### Task details:
Rewrite the listing below, changing every "one point per instance" to "a single point per instance" and keeping everything else the same.
[Start of Data excerpts]
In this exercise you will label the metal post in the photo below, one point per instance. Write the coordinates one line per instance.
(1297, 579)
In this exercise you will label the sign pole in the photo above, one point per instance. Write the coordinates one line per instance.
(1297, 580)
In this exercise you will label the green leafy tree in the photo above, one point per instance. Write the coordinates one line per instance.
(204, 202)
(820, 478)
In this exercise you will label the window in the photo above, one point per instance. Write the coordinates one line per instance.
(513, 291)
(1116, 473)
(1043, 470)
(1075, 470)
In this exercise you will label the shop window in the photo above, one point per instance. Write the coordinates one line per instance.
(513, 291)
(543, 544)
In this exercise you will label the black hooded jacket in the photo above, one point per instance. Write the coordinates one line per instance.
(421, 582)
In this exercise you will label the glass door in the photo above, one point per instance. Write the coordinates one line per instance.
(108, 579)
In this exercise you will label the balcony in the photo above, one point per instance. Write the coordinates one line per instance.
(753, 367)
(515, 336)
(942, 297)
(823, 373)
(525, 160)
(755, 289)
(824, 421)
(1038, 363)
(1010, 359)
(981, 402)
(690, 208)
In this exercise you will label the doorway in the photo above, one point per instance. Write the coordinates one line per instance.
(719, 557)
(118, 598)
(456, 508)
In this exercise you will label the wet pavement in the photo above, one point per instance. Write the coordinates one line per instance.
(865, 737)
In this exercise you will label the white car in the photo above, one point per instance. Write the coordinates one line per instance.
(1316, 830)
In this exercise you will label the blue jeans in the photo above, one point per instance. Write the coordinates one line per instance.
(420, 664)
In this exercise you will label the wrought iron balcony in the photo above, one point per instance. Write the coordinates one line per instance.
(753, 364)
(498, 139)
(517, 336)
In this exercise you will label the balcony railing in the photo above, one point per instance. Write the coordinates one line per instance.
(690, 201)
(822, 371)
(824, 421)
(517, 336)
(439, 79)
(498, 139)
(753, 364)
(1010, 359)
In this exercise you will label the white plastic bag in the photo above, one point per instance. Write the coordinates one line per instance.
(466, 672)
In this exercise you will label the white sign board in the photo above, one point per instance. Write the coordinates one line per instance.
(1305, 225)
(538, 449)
[End of Data excerpts]
### Result of this exercise:
In this exercise you will label the metal post in the photo below, a single point per instance. Write the coordinates one line per instance.
(1297, 579)
In this exercise you will label the sign pole in the photo above, a single point per instance. Write the coordinates one line per instance.
(1297, 580)
In this exercise you will label the green leafy tree in the photo above, a single point per instance. Write the coordinates one line per instance.
(204, 202)
(820, 478)
In this exercise you will label the window in the photo above, a single point per instance. Write the coordinates one line per instance.
(513, 291)
(1116, 473)
(1043, 470)
(1075, 470)
In this exercise you will label the shop window in the photo above, a single point per instance. Write the coordinates one line per instance.
(513, 291)
(543, 544)
In this exercise you will label the black hooded jacket in the photo above, a single point per instance. Write the coordinates one line per instance.
(421, 582)
In this exercise you will label the glass door in the photo above, a single point per instance. Write the coordinates one line per instance.
(108, 579)
In this exercise you will label the balcony in the photo above, a single point per instance. Write the coordinates one line per instance.
(753, 367)
(515, 336)
(942, 297)
(823, 373)
(525, 160)
(755, 289)
(824, 421)
(1038, 363)
(1010, 359)
(981, 402)
(690, 208)
In this exercise you will label the doorway in the photo above, a single point per instance. Write the coordinates one line per instance.
(719, 557)
(118, 598)
(456, 508)
In this exercise you will label the wet pavement in the photo above, a single point per instance. Write the coordinates one line per instance.
(865, 737)
In this exercise you will label the white car in the photo above, a single point per instance. Write the coordinates one line per instance.
(1316, 830)
In this exercise you will label the blue jeans in the photo above, a single point per instance. Write the coordinates one line per instance.
(420, 664)
In this exercise you will label the wrought iron balcony in the photo above, a single point per instance. Write the coordinates one line per instance.
(753, 364)
(498, 139)
(517, 336)
In this exercise you will label the balcony railing in the photo above, a single point per instance. Write the coordinates one line per instance.
(690, 201)
(822, 371)
(824, 421)
(517, 336)
(439, 79)
(498, 139)
(753, 364)
(1010, 359)
In this exercise you will label the white plastic bag in the photo above, a single point per instance. Write the coordinates one line per instance.
(466, 672)
In this exercise you will label the white sign board in the photo above, a single point per instance. Write the coordinates one line per instance.
(1305, 225)
(538, 449)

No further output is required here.